SUPPLIED ENTRIES:

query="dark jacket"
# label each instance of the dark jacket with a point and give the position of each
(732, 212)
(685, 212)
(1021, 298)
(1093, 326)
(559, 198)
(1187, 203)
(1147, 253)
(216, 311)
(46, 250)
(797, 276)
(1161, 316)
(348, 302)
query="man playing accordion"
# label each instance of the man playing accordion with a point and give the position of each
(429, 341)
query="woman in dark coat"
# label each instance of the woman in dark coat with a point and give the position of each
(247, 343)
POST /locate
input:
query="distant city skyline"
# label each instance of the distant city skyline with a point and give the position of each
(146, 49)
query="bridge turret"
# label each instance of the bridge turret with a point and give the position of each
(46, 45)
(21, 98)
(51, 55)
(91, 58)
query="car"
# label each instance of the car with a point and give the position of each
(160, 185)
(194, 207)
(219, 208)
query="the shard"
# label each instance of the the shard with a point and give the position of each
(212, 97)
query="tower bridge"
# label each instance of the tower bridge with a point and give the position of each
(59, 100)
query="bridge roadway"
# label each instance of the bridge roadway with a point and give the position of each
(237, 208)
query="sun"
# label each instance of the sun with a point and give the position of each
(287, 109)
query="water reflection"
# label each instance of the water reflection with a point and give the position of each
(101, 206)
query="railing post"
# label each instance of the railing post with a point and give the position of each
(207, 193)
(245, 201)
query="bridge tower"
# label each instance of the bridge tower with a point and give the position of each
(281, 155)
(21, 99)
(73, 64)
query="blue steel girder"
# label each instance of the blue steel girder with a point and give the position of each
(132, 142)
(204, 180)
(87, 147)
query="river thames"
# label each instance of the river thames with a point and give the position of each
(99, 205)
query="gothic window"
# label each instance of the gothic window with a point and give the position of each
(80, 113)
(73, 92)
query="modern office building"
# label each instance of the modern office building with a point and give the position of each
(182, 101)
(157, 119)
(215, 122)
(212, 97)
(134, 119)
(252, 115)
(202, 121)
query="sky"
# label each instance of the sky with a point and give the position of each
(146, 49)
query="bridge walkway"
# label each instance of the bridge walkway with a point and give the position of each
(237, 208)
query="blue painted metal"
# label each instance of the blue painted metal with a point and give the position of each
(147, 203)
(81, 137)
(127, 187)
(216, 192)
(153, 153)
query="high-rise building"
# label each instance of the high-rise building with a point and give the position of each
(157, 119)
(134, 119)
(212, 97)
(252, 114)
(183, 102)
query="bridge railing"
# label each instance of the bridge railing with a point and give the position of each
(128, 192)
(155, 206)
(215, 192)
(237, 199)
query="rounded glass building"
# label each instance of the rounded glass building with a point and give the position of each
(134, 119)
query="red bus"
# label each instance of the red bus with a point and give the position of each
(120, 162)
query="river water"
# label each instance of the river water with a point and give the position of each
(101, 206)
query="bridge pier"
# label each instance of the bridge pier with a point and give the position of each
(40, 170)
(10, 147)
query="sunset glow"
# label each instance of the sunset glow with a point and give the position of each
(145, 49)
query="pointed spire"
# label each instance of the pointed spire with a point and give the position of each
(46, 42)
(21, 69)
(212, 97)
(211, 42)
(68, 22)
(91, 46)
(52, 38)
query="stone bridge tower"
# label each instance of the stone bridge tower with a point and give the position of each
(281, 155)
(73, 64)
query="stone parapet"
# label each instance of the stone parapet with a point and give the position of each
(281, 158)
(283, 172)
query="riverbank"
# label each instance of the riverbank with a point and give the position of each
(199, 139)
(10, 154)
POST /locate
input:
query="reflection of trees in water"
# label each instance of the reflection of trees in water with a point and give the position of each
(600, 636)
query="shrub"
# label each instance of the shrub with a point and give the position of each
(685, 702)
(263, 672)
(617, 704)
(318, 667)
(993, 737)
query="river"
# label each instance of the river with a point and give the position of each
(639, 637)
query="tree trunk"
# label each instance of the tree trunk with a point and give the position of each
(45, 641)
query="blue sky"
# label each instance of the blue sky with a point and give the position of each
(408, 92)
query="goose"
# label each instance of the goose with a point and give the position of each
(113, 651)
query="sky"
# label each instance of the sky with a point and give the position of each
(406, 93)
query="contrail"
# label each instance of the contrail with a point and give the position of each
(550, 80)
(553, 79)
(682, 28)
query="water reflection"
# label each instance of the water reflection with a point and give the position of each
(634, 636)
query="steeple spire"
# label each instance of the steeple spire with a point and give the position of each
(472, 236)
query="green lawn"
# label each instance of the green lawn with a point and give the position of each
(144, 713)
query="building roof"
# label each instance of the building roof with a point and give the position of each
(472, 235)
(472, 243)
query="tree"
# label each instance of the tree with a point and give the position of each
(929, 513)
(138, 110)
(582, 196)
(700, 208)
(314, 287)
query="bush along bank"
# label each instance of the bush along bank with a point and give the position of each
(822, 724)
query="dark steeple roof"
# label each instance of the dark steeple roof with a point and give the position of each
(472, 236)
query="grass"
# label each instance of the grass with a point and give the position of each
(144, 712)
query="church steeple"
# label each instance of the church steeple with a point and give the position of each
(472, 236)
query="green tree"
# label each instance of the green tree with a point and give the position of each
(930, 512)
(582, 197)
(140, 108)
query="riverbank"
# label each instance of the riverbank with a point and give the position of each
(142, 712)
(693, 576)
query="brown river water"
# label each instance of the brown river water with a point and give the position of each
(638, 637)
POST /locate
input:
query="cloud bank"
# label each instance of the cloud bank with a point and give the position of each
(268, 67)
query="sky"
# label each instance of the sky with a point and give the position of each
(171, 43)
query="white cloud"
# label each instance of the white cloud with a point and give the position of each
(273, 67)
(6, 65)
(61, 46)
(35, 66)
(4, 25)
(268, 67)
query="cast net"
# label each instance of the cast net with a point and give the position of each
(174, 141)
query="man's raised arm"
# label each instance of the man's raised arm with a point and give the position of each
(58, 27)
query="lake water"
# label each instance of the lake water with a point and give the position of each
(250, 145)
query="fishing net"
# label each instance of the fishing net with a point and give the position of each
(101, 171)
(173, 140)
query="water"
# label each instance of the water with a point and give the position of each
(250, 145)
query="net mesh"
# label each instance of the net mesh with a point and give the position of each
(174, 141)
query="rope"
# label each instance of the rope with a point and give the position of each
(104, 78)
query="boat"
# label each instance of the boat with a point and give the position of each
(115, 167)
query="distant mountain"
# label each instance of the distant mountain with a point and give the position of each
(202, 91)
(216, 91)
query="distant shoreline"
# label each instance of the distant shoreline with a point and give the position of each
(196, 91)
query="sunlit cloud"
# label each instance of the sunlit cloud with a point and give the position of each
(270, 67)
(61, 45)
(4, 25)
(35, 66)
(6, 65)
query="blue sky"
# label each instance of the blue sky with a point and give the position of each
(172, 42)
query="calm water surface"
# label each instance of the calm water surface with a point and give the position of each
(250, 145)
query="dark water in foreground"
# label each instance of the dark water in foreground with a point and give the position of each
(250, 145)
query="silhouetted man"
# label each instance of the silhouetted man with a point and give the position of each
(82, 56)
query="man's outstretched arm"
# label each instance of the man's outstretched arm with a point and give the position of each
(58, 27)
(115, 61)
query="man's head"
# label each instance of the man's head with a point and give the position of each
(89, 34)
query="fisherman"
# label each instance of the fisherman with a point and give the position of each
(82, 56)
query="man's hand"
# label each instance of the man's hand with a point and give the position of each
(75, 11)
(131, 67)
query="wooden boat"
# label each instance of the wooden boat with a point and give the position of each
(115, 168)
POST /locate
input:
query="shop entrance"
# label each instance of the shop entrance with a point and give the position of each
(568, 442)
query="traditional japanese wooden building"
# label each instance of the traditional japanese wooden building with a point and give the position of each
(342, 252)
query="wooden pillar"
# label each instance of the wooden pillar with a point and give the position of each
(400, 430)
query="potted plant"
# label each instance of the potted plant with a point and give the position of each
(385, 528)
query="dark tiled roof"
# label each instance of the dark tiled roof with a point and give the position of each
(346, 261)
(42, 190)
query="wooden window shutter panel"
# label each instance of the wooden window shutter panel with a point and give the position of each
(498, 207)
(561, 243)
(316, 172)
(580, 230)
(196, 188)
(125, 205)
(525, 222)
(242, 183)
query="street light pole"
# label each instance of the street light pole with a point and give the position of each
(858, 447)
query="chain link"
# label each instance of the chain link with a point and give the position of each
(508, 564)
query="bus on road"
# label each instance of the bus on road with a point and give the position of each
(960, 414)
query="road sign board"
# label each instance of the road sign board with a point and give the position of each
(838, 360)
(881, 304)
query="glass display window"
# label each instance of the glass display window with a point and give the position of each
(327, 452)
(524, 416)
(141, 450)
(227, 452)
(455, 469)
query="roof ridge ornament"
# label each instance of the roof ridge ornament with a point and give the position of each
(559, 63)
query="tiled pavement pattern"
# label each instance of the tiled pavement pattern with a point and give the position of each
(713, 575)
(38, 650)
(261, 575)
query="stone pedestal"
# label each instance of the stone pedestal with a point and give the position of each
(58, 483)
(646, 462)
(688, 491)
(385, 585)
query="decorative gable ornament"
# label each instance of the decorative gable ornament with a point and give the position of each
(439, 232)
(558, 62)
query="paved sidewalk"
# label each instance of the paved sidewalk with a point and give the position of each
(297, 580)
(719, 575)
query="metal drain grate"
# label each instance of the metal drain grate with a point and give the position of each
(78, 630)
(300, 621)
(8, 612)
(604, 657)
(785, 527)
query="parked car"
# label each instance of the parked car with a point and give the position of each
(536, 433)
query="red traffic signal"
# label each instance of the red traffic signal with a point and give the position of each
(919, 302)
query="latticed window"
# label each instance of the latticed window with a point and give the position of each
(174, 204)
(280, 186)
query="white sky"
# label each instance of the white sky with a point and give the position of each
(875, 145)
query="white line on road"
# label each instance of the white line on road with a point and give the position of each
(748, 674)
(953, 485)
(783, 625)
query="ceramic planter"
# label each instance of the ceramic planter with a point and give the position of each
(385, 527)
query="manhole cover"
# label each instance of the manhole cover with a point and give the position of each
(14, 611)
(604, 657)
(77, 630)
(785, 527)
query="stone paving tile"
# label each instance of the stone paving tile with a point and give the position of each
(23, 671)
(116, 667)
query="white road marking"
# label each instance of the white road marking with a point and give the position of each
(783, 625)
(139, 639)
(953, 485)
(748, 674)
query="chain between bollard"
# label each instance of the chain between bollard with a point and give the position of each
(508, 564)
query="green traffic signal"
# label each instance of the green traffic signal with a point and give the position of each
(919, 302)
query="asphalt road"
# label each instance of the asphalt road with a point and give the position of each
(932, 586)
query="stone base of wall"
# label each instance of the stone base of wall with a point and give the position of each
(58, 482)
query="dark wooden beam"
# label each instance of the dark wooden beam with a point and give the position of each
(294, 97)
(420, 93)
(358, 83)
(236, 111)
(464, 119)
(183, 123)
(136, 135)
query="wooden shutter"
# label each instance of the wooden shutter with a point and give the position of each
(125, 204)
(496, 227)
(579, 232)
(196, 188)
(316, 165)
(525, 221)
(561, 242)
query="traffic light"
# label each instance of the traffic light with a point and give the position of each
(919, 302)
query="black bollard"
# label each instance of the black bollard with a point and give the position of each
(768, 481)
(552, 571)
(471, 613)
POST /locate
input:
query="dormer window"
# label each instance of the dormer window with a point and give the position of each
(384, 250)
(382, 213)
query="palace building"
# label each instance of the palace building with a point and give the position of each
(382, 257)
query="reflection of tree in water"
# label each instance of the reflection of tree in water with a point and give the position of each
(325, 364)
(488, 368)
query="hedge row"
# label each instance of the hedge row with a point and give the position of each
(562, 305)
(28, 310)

WHAT IS BEING ASKED:
Return every line of the material above that contains the string "pattern".

CORRECT RESULT:
query="tiled pavement pattern"
# label each instance of the tiled pavement pattern with a point and give the position of each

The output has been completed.